━━ Listing
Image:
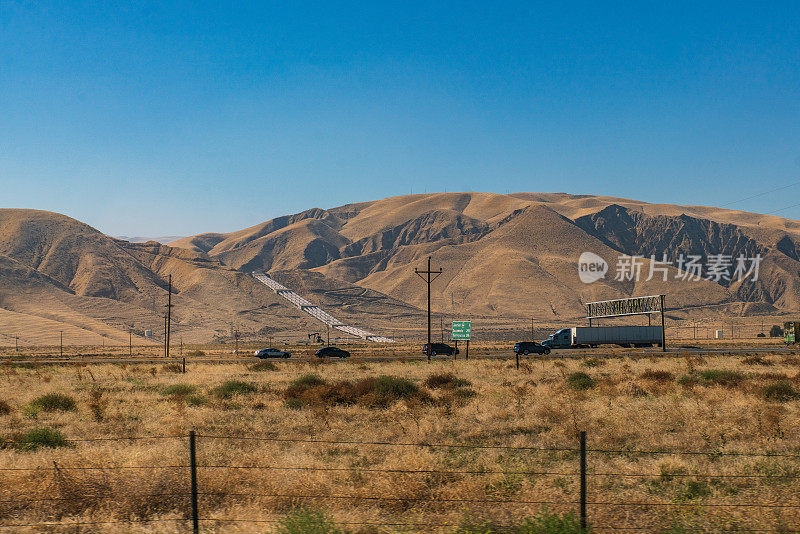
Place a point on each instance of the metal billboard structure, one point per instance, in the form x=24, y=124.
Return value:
x=648, y=305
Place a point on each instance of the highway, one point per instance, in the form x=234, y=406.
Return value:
x=477, y=355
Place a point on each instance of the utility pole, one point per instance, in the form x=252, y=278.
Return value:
x=165, y=335
x=428, y=278
x=663, y=327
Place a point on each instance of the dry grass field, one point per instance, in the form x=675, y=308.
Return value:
x=437, y=448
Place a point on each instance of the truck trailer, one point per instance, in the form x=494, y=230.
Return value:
x=592, y=336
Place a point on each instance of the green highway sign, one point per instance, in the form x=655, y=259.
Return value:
x=462, y=330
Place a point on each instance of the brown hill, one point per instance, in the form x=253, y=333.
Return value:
x=506, y=259
x=60, y=274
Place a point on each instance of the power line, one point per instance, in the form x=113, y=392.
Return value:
x=760, y=194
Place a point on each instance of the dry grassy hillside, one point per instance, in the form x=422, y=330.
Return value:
x=61, y=275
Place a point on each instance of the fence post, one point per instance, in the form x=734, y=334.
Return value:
x=583, y=482
x=193, y=474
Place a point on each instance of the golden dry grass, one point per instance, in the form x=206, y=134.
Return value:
x=638, y=404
━━━━
* Given exercise: From the line that contains "Place a point on each instance of the utility" to the last line of the material above, repeat every line exactly, keeping both the first and the last.

* Exercise response:
Place a point on each instance of the utility pole, one point per instance, in the form x=252, y=278.
Return value:
x=165, y=335
x=428, y=278
x=663, y=327
Place a point on each instance of the dry grass field, one point per instance, in the form x=675, y=308.
Return value:
x=437, y=448
Place a point on each instance of the truck trailer, one point per instance, in the form x=494, y=230.
Return value:
x=592, y=336
Place a point on each instance of the green highway sign, one point per instance, in the form x=655, y=259.
Return value:
x=462, y=330
Place a point on each instance of the brown hill, one point per instance, in the form x=253, y=333.
Return value:
x=506, y=259
x=60, y=274
Place a point on each instance of the power line, one point per instance, in the form x=113, y=392.
Return value:
x=760, y=194
Place a point on each instance of the dry grassy hillside, one point per instance, in the form x=422, y=330.
Return value:
x=61, y=275
Place a point on each instance of the fence post, one point per instance, in the form x=734, y=334.
Return value:
x=583, y=482
x=193, y=474
Place a point on each instance of the golden dry grass, one point per instance, in the form x=206, y=134.
Return value:
x=638, y=404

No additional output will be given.